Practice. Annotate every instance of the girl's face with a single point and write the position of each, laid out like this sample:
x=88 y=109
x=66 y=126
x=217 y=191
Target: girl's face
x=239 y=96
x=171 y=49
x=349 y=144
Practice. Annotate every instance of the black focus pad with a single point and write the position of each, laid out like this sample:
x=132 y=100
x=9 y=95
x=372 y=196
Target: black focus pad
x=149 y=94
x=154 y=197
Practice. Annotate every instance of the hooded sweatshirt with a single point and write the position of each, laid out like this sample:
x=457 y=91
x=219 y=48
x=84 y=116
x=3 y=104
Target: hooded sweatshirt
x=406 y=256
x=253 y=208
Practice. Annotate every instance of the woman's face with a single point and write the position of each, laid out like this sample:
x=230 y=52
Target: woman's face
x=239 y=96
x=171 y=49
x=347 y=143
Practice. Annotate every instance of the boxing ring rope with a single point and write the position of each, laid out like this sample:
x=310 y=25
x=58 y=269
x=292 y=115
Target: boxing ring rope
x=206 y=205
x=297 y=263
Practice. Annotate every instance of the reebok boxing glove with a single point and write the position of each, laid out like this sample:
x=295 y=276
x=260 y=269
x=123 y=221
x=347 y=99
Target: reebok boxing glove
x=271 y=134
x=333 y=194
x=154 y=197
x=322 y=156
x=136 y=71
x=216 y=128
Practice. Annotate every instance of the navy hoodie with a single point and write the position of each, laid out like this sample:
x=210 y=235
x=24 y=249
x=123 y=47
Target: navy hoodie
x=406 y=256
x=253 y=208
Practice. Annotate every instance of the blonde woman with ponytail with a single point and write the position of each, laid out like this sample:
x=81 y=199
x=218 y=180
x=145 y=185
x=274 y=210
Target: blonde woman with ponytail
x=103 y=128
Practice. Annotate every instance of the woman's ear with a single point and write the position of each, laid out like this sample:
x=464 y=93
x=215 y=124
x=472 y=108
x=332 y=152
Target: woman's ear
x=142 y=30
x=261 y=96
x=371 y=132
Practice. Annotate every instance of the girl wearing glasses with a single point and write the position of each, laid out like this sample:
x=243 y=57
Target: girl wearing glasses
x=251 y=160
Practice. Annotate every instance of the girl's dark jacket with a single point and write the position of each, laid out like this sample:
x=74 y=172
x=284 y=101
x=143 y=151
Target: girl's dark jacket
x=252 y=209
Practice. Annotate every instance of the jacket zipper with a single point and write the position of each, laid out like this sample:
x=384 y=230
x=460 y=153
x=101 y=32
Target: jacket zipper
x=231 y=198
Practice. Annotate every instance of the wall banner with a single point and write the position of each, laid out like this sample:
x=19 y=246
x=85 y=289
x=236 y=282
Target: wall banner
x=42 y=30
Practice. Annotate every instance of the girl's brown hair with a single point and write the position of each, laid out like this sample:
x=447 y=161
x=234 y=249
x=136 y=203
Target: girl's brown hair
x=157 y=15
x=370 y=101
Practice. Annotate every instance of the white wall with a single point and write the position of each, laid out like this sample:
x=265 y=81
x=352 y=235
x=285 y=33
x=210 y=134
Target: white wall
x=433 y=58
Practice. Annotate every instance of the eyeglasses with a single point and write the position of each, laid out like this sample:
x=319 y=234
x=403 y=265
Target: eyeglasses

-- WORK REQUEST --
Copy out the lines above exactly, beginning at the one that contains "Target: navy hoodie" and ending at the one that contains "x=460 y=153".

-- ANSWER AREA --
Target: navy hoodie
x=406 y=256
x=253 y=208
Practice. Annotate every instance of the blonde woman with ponytail with a single point and write the position of each, laid out like this sample:
x=81 y=199
x=218 y=180
x=145 y=185
x=274 y=210
Target: blonde woman with ponytail
x=103 y=128
Practice. Annotate every instance of the woman's ear with a single point and write the position of each, laid out like this sample:
x=464 y=93
x=215 y=124
x=472 y=108
x=332 y=152
Target: woman's ear
x=142 y=30
x=261 y=96
x=371 y=132
Practice. Annotate every instance of the girl wearing glasses with a single point and write the position of each, laid out like this sample:
x=243 y=57
Target: girl wearing glasses
x=251 y=160
Practice. Annotate every instance of the girl's dark jacket with a single point and write the position of each, laid out like this sample:
x=74 y=172
x=284 y=101
x=143 y=151
Target: girl's dark jacket
x=252 y=209
Practice. Annotate every instance of the jacket zipper with a single point and write the position of each, laid out like this sample:
x=384 y=230
x=460 y=153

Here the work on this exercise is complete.